**Aim of the task:** Copy every record below, exactly as written.

= = = =

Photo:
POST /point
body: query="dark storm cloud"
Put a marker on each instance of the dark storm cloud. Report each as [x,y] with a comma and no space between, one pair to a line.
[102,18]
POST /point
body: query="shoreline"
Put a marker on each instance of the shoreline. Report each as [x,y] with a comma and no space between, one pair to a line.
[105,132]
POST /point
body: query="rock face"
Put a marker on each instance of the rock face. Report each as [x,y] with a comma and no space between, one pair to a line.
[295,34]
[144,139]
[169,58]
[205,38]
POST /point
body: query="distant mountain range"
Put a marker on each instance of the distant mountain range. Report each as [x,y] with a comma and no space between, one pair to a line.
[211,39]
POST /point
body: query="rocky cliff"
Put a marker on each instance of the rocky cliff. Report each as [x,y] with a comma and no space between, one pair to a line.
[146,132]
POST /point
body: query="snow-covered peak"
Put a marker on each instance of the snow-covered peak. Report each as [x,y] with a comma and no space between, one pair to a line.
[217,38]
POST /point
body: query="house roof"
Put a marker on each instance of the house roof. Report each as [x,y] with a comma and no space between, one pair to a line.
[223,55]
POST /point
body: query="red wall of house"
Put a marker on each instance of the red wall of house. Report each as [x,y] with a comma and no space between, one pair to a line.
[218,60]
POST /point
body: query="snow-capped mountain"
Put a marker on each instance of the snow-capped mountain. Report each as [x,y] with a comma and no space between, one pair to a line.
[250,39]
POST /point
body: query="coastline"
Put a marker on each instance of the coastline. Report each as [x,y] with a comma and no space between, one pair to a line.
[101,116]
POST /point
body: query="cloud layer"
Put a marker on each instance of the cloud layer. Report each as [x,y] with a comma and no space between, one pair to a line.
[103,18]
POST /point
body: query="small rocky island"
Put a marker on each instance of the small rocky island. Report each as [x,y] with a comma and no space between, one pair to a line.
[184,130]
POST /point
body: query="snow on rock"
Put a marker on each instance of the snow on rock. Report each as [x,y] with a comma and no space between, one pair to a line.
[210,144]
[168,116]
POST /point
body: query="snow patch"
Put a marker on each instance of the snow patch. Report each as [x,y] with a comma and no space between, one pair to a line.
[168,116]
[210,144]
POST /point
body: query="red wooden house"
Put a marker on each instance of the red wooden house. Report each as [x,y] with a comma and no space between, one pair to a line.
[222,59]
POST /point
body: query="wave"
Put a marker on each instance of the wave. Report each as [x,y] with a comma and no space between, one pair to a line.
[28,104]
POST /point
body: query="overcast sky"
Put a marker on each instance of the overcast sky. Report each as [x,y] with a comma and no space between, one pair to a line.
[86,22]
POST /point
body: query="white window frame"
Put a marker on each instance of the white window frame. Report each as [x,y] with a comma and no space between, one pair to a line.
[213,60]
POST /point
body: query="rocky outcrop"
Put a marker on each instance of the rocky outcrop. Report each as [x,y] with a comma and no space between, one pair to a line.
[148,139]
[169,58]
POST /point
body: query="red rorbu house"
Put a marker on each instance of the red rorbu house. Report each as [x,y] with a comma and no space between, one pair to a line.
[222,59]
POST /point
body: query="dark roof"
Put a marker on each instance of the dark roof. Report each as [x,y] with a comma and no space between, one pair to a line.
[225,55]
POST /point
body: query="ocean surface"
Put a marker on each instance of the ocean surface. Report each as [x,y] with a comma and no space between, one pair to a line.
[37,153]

= = = =

**Task answer:**
Photo:
POST /point
body: query="dark storm cloud"
Put a marker on each instance of the dark storm cloud. Report each as [x,y] with a comma and no space between, one pair to a line.
[102,18]
POST /point
body: query="shoreline"
Put a marker on each instance of the shoreline. Report each as [x,y] with a comma and no space between, one pair to a line.
[105,132]
POST /point
body: query="rock face"
Put a marker on each instance of the rock face. Report each as [x,y] with a comma and no space between, one pair to a line.
[295,34]
[144,139]
[169,58]
[205,38]
POST /point
body: query="distant mountain range"
Put a marker on each instance of the distant mountain range. Report each as [x,y] with a comma and no space between, one pair to a line.
[211,39]
POST /point
body: query="rocky cliff"
Put a marker on each instance of the rocky cliff. Report each as [x,y] with a comma and no space between, one pair to a line.
[146,132]
POST /point
body: query="snow-covered peak"
Put a marker on each instance of the snow-covered peak. Report each as [x,y] with a comma and no space between, one pair to a line.
[217,38]
POST /point
body: query="house roof"
Put a marker on each instance of the house roof. Report each as [x,y] with a comma and no space between, one pair to a line.
[223,55]
POST /point
body: query="red wall of house"
Put a marker on each instance of the red wall of house. Report each as [x,y] with a comma and no space between, one pair to a line.
[218,60]
POST /point
body: query="snow-capped mountain"
Put a marker on each instance of the snow-capped mountain. Report each as [x,y] with a comma and no space between, one pair to a line.
[250,39]
POST /point
body: query="coastline"
Put a marker on each instance of the coastline. Report each as [x,y] with a comma and no space between, one pair to a line.
[101,116]
POST /point
body: query="cloud layer"
Put a marker on each instance of the cloud layer. Report each as [x,y] with a comma and no space between, one pair to a line.
[103,18]
POST /point
body: query="small rocky island"
Put a marker on each instance of the small rocky island. Report each as [x,y] with a comma and no space between, one pair to a line.
[184,130]
POST /point
body: query="snow on rock"
Put a marker on each instance of the snow on rock. Report each as [x,y] with a comma and no space between, one pair to a line.
[210,144]
[168,116]
POST /point
body: query="snow patch"
Put a marker on each instance of the snow patch. Report each as [x,y] with a comma and no space between, one pair to a line.
[168,116]
[210,144]
POST /point
body: query="red wooden house"
Put a marker on each instance of the red wooden house. Report each as [x,y] with a comma and no space between, one pair to a line.
[222,59]
POST /point
body: query="wave"
Put a marker on each instance of the wave. Report each as [x,y] with a comma and no space between, one pair to a line.
[28,104]
POST /point
body: query="overcast sky"
Put a marker on each instance of the overcast sky. Report each as [x,y] with a comma and no space between, one pair to a line.
[86,22]
POST /point
body: query="white window frame"
Put a marker on each instance of the white window frame. Report each as [x,y] with a comma and no space between, one pair to a line.
[213,60]
POST /point
body: query="rocky outcrop"
Put a marker on each instance of the rocky outcrop. Report each as [x,y] with a comma and no space between, one pair to a line.
[148,139]
[169,58]
POST /point
body: query="red rorbu house"
Put a marker on each instance of the red rorbu house. Report each as [x,y] with a comma and no space between, one pair to a line.
[222,59]
POST /point
body: query="dark roof"
Put a marker on each instance of the dark roof. Report each as [x,y] with a comma and no space between, one pair to a line.
[225,55]
POST /point
body: query="ocean surface"
Put a marker on each instance of the ocean surface. Report each as [x,y] with a comma and no space between, one pair to a line.
[37,153]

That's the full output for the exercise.